• **DATA**:
"""
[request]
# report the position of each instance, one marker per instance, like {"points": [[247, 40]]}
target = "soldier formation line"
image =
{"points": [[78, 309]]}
"""
• **TASK REQUIREMENTS**: Rewrite every line of the records above, text and all. Multiply each coordinate in the answer at the end of each record by 0.25 and round to whole numbers, with halves going up. Leave the other numbers unchanged.

• **ANSWER TO THIS EXERCISE**:
[request]
# report the position of each instance, one marker per instance, like {"points": [[247, 40]]}
target = "soldier formation line"
image =
{"points": [[20, 77]]}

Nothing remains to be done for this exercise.